Start of Data shown

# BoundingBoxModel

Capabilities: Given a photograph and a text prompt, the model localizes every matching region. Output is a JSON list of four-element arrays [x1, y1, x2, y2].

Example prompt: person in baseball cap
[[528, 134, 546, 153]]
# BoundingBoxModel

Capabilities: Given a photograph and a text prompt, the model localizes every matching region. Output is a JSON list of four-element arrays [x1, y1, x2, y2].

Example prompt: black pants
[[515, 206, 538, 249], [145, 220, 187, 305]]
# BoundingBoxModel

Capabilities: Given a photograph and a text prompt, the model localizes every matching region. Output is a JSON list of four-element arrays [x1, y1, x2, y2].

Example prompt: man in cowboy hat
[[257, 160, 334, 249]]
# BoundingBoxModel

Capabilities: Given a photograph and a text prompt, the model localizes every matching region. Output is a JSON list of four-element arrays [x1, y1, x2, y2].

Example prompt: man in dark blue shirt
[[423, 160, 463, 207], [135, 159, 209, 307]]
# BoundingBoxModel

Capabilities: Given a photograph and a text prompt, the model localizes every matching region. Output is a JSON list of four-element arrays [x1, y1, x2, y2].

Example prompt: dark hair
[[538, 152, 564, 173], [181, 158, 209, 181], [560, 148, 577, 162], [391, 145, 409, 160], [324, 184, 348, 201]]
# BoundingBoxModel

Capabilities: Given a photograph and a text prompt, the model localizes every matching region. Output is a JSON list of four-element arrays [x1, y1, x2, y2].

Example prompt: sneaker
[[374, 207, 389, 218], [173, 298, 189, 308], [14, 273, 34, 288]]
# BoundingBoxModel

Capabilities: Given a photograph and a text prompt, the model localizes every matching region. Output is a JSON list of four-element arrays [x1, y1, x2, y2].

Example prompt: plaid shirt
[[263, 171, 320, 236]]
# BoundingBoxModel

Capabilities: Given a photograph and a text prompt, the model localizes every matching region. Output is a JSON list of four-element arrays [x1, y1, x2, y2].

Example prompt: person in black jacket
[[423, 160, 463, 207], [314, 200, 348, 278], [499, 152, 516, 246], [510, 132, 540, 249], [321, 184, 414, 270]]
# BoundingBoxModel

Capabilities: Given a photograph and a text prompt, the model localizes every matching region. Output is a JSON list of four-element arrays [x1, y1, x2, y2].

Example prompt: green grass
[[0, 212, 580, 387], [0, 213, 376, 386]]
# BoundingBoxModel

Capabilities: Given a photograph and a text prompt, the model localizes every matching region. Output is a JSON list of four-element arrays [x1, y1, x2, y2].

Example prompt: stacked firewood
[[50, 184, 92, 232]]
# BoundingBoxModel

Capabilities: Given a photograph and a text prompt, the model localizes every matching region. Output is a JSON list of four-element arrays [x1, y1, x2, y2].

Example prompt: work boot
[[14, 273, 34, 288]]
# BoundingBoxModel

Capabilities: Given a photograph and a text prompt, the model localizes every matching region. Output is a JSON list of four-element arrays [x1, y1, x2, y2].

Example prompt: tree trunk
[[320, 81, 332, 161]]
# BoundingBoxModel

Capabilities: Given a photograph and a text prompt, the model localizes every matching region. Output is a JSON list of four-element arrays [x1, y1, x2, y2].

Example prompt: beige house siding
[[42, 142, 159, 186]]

End of Data shown

▸ Exercise objective: Express every line of the data above as a JSON list of strings, with one string per line and blank lines omitted.

▸ Task answer:
[
  "# BoundingBoxModel",
  "Capabilities: Given a photograph and a text prompt, the model localizes every matching region. Output is a JSON list of four-element arrays [x1, y1, x2, y2].",
  "Example prompt: person in baseball cap",
  "[[528, 134, 546, 153]]",
  "# BoundingBoxModel",
  "Capabilities: Given a photograph and a text prompt, the model localizes every matching region. Output is a JSON list of four-element arrays [x1, y1, x2, y2].",
  "Example prompt: black pants",
  "[[515, 206, 538, 249], [145, 220, 187, 305]]",
  "# BoundingBoxModel",
  "Capabilities: Given a photograph and a text prompt, the model localizes every matching region. Output is a JSON list of four-element arrays [x1, y1, x2, y2].",
  "Example prompt: man in cowboy hat",
  "[[257, 160, 334, 249]]",
  "# BoundingBoxModel",
  "Capabilities: Given a photograph and a text prompt, the model localizes every matching region. Output is a JSON list of four-element arrays [x1, y1, x2, y2].",
  "Example prompt: man in dark blue shirt",
  "[[423, 160, 463, 207], [135, 159, 209, 307]]",
  "# BoundingBoxModel",
  "Capabilities: Given a photograph and a text prompt, the model localizes every matching region. Output is a JSON list of four-element arrays [x1, y1, x2, y2].",
  "Example prompt: dark hair",
  "[[538, 152, 564, 173], [181, 158, 209, 181], [560, 148, 577, 162], [391, 145, 409, 160], [324, 184, 348, 201]]",
  "# BoundingBoxModel",
  "Capabilities: Given a photograph and a text prompt, the model localizes every matching region. Output is a JSON list of four-element arrays [x1, y1, x2, y2].",
  "Example prompt: sneaker",
  "[[374, 207, 389, 218], [173, 298, 189, 308], [14, 273, 34, 288]]",
  "# BoundingBoxModel",
  "Capabilities: Given a photograph and a text prompt, the model localizes every matching region. Output is a JSON list of four-element arrays [x1, y1, x2, y2].",
  "Example prompt: plaid shirt",
  "[[263, 171, 320, 236]]",
  "# BoundingBoxModel",
  "Capabilities: Given a photograph and a text prompt, the model localizes every matching region. Output is a JSON list of four-element arrays [x1, y1, x2, y2].",
  "Example prompt: person in black jacket",
  "[[423, 160, 463, 207], [314, 200, 348, 278], [499, 152, 516, 246], [510, 132, 540, 249], [321, 184, 414, 270]]",
  "# BoundingBoxModel",
  "Capabilities: Given a photograph and a text prompt, the model localizes every matching region. Output is a JSON list of four-element arrays [x1, y1, x2, y2].",
  "Example prompt: green grass",
  "[[0, 212, 580, 387], [0, 213, 376, 386]]",
  "# BoundingBoxModel",
  "Capabilities: Given a photograph and a text prompt, the model localizes every matching region. Output is a JSON list of four-element arrays [x1, y1, x2, y2].",
  "Example prompt: stacked firewood",
  "[[50, 184, 92, 232]]",
  "# BoundingBoxModel",
  "Capabilities: Given a photograph and a text prompt, the model localizes every matching region. Output is a JSON list of four-element arrays [x1, y1, x2, y2].",
  "Example prompt: work boot",
  "[[14, 273, 34, 288]]",
  "# BoundingBoxModel",
  "Capabilities: Given a photograph and a text prompt, the model localizes every matching region. Output is a JSON list of four-element arrays [x1, y1, x2, y2].",
  "Example prompt: tree trunk",
  "[[320, 81, 332, 161]]",
  "# BoundingBoxModel",
  "Capabilities: Given a photograph and a text prompt, the model localizes every matching region. Output is a JSON list of four-element arrays [x1, y1, x2, y2].",
  "Example prompt: beige house siding",
  "[[42, 142, 159, 186]]"
]